Lines of data:
□ □ □ □ □ □ □

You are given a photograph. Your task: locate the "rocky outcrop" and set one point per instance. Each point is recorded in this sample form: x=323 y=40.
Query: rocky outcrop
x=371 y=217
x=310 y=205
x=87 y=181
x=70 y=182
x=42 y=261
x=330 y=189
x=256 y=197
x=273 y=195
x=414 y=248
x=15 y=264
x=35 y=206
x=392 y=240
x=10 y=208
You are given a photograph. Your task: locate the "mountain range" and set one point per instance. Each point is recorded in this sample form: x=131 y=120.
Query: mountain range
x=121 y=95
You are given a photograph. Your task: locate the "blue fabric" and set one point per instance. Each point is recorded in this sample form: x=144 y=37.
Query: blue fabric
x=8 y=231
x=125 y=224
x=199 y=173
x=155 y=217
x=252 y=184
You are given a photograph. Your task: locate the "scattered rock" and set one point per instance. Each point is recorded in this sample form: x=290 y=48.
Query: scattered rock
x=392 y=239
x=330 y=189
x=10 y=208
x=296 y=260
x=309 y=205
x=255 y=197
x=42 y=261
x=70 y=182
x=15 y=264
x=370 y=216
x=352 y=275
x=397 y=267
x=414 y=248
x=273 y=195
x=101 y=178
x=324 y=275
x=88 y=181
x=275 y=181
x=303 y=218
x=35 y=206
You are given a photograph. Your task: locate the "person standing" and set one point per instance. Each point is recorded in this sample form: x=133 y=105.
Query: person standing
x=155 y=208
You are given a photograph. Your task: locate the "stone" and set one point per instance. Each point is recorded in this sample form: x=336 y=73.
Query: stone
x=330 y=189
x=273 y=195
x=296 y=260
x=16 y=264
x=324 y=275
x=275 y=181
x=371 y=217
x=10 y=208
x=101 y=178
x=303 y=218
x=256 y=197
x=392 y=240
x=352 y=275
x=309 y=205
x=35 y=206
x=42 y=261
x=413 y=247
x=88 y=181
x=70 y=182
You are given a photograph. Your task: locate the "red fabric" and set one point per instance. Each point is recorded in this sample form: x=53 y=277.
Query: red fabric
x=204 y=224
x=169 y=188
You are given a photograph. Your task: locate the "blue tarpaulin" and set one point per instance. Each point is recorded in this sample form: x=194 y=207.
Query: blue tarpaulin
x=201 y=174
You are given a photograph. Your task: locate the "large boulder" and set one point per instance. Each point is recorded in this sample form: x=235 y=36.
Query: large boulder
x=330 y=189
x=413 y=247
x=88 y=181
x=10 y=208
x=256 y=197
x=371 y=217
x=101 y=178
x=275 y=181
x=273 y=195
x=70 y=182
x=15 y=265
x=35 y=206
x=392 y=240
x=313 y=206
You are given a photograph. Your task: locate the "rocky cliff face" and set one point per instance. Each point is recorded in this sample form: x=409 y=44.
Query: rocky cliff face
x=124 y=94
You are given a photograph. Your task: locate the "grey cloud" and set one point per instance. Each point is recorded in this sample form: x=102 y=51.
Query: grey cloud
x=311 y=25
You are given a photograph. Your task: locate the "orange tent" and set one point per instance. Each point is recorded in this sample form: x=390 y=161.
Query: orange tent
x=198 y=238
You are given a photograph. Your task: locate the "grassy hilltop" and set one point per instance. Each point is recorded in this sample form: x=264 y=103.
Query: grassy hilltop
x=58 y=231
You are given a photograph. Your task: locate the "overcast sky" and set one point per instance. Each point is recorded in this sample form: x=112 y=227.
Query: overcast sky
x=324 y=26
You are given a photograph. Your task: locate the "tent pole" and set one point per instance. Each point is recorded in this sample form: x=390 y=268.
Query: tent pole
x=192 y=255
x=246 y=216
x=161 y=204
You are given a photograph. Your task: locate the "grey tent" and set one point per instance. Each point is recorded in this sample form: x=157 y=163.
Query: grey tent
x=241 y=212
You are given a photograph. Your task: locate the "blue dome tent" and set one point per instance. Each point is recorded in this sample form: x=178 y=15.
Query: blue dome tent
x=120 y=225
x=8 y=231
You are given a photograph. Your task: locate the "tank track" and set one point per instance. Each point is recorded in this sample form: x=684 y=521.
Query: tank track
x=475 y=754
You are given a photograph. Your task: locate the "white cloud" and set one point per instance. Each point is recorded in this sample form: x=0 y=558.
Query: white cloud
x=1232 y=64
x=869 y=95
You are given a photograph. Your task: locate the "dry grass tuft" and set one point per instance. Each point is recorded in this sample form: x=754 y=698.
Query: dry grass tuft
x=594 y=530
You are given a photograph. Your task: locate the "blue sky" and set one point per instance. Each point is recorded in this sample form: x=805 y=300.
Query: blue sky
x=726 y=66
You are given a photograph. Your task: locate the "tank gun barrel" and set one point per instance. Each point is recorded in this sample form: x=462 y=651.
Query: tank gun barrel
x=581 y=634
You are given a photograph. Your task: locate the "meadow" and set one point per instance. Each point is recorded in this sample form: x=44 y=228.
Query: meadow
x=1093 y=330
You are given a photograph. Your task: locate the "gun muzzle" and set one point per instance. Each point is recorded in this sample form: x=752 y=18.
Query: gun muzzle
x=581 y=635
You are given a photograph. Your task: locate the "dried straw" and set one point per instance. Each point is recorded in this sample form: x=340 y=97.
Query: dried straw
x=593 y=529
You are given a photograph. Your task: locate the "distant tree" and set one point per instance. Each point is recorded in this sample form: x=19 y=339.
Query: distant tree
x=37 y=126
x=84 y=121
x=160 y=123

□ □ □ □ □ □ □

Stated task
Copy every line in the entries above again, word for word.

Complete answer
You are given a photograph. Your task: locate the "rocky outcrop" and set one point per instance. Each point is recorded in this sample form: x=323 y=40.
Query: rocky outcrop
x=371 y=217
x=310 y=205
x=87 y=181
x=70 y=182
x=42 y=261
x=330 y=189
x=256 y=197
x=273 y=195
x=414 y=248
x=15 y=264
x=35 y=206
x=392 y=240
x=10 y=208
You are given a photograph. Your task: locate the "mountain range" and set one point per instance. Each point is recorded in this sample form: x=131 y=120.
Query: mountain range
x=121 y=95
You are given a photograph. Your task: locate the "blue fabric" and set one point per instance. Each point is recorded in this sample form: x=144 y=37.
Query: blue fabric
x=8 y=231
x=125 y=224
x=199 y=173
x=155 y=217
x=252 y=184
You are given a photograph. Your task: locate the "scattered rock" and set one point per instance. Each point is recorded in this sample form: x=290 y=48.
Query: scattered rock
x=392 y=239
x=330 y=189
x=10 y=208
x=296 y=260
x=309 y=205
x=255 y=197
x=42 y=261
x=70 y=182
x=15 y=264
x=370 y=216
x=352 y=275
x=397 y=267
x=414 y=248
x=273 y=195
x=101 y=178
x=324 y=275
x=88 y=181
x=275 y=181
x=303 y=218
x=35 y=206
You are given a photograph. Your task: locate the "person standing" and set one point per instance. Each point is recorded in this sample form: x=133 y=105.
Query: person standing
x=155 y=208
You are given a photograph. Your task: locate the "stone" and set one point per instance. Each point is recorded in this sample form: x=336 y=73.
Query: stone
x=330 y=189
x=273 y=195
x=296 y=260
x=16 y=264
x=324 y=275
x=275 y=181
x=371 y=217
x=10 y=208
x=101 y=178
x=303 y=218
x=256 y=197
x=392 y=240
x=352 y=275
x=309 y=205
x=35 y=206
x=42 y=261
x=413 y=247
x=88 y=181
x=70 y=182
You are given a photograph. Your task: locate the "red fabric" and set one point per instance. Each point is recorded in this sample form: x=53 y=277.
Query: red fabric
x=204 y=224
x=169 y=188
You are given a photograph. Your task: locate the "blue tarpaulin" and set one point per instance. Each point is recorded in this sample form: x=194 y=207.
Query: blue tarpaulin
x=201 y=174
You are given a photograph. Your task: locate the "large boulder" and set one point per instance. Each point is recorded in this sample form: x=235 y=36.
Query: large boulder
x=330 y=189
x=413 y=247
x=88 y=181
x=10 y=208
x=256 y=197
x=371 y=217
x=101 y=178
x=275 y=181
x=273 y=195
x=70 y=182
x=15 y=265
x=35 y=206
x=392 y=240
x=313 y=206
You are given a photograph. Your task: locate the "rocky cliff face" and set one point per instance. Each point is recorded in this sample form: x=409 y=44.
Query: rocky cliff face
x=124 y=94
You are given a photograph. Your task: locate the "grey cloud" and set one point per instance. Each point is recorded in this sample form: x=102 y=51.
Query: grey cloud
x=311 y=25
You are given a photograph. Your task: locate the "orange tent" and set one point per instance. Each point is recorded in this sample form: x=390 y=161.
Query: orange tent
x=198 y=238
You are given a photograph. Your task: locate the "grassy hilltop" and set one point per instance. Each point is recorded in this sample form: x=264 y=103.
Query: grassy hilltop
x=58 y=231
You are given a photograph. Your task: locate the "overcast sky" and set one point per instance. Each point is recorded in this sample form: x=112 y=227.
Query: overcast sky
x=324 y=26
You are given a photograph. Your task: locate the "tent pole" and set one point per instance. Each point is recorded in this sample form: x=390 y=268.
Query: tent pole
x=192 y=255
x=246 y=216
x=161 y=204
You are given a photograph. Your task: locate the "grey tent" and set one point per instance. Each point is recorded in this sample form: x=157 y=163.
Query: grey tent
x=241 y=212
You are given a photograph. Your task: locate the "blue dome tent" and set one point per instance. Each point is recorded in this sample form: x=178 y=15.
Query: blue dome tent
x=120 y=225
x=8 y=231
You are given a photograph. Your task: locate the "tank track" and set one point per instance. Each point is recorded in this sample form: x=684 y=521.
Query: tank track
x=475 y=754
You are given a photograph. Your task: locate the "white cloud" and set one point per instance. Each point is recorded in this sample form: x=0 y=558.
Query: white cloud
x=1232 y=64
x=869 y=95
You are given a photograph. Your task: locate the "dry grass tuft" and set one point per instance. Each point is recorded in this sample form: x=754 y=698.
Query: dry grass tuft
x=594 y=530
You are given a photograph. Your task: locate the "blue sky" and set one point per instance. Each point is recorded in this sample form: x=805 y=300.
Query: blue sky
x=726 y=66
You are given a photograph. Your task: locate the "tank gun barrel" and set one point per instance. Each point is recorded in this sample form: x=462 y=651.
Query: tank gun barrel
x=581 y=634
You are given a photograph. Your task: locate the "meadow" and set one point per instance. Each point is recorded in this sample form: x=44 y=228.
Query: meadow
x=1093 y=330
You are given a photograph. Your task: locate the "gun muzzle" and set one point per instance. Each point is recorded in this sample form: x=752 y=18.
Query: gun muzzle
x=581 y=635
You are given a photograph. Your task: locate the "dried straw" and set one point per instance. Each point is recorded in this sample form: x=340 y=97.
Query: dried straw
x=593 y=529
You are given a photograph. Your task: locate the "distant tree" and set one point per instance. Each point is recorded in this sample form: x=19 y=339.
Query: distant tree
x=37 y=126
x=84 y=121
x=160 y=123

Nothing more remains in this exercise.